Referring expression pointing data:
━━━━

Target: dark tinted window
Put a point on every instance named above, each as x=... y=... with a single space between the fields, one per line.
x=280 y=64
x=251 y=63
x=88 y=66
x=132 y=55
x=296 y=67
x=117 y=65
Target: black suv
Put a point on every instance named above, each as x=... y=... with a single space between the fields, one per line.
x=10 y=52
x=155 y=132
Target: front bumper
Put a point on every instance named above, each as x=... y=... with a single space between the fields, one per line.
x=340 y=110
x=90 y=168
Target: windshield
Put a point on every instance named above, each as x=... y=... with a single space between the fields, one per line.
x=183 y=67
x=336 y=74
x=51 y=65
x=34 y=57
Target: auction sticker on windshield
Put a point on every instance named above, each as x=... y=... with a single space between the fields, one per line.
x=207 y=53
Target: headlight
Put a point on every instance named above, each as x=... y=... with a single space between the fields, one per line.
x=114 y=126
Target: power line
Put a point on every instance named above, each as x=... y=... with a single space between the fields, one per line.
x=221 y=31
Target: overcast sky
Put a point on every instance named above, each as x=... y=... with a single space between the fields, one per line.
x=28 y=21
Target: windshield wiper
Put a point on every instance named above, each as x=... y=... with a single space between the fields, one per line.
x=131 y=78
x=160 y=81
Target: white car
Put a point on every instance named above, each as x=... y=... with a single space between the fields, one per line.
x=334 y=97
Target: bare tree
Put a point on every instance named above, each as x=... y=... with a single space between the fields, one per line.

━━━━

## [Problem statement]
Retype each entry exactly, missing none.

## [Result for this task]
Target: dark tinted window
Put a point on every instance named above, each as x=... y=... with a single space between the fields, one per line.
x=280 y=64
x=251 y=63
x=88 y=66
x=132 y=55
x=296 y=67
x=117 y=65
Target: black suv
Put a point on every instance named above, each as x=... y=... with a single space between the fields, one per line.
x=10 y=52
x=155 y=132
Target: front bumper
Put a point on every instance named above, each as x=... y=... with a single space between the fields, one per line.
x=340 y=110
x=90 y=168
Target: windshield
Put a point on every instance named above, each as x=... y=... with a single space between the fields, one per line.
x=183 y=67
x=336 y=74
x=51 y=65
x=34 y=57
Target: auction sticker on windshield
Put a point on every instance named above, each as x=... y=... with a single space between the fields, one per line.
x=207 y=53
Target: headlight
Put a point on every instance named above, each as x=... y=... with a single space between the fields, one per line.
x=114 y=126
Target: power line
Put a point on every instance named above, each as x=... y=... with a single space between the fields, one per line.
x=221 y=31
Target: overcast sky
Put a point on every instance named above, each as x=... y=... with a single space between the fields, one per line.
x=28 y=21
Target: windshield wiper
Put a point on every instance named above, each as x=... y=... with a single space between the fields, one per line.
x=131 y=78
x=160 y=81
Target: white car
Put a point on every instance named above, each as x=... y=... with a single space between the fields, one per line.
x=334 y=97
Target: bare tree
Put a point on every instance named above, each as x=... y=... with a single space between the fields, one per line.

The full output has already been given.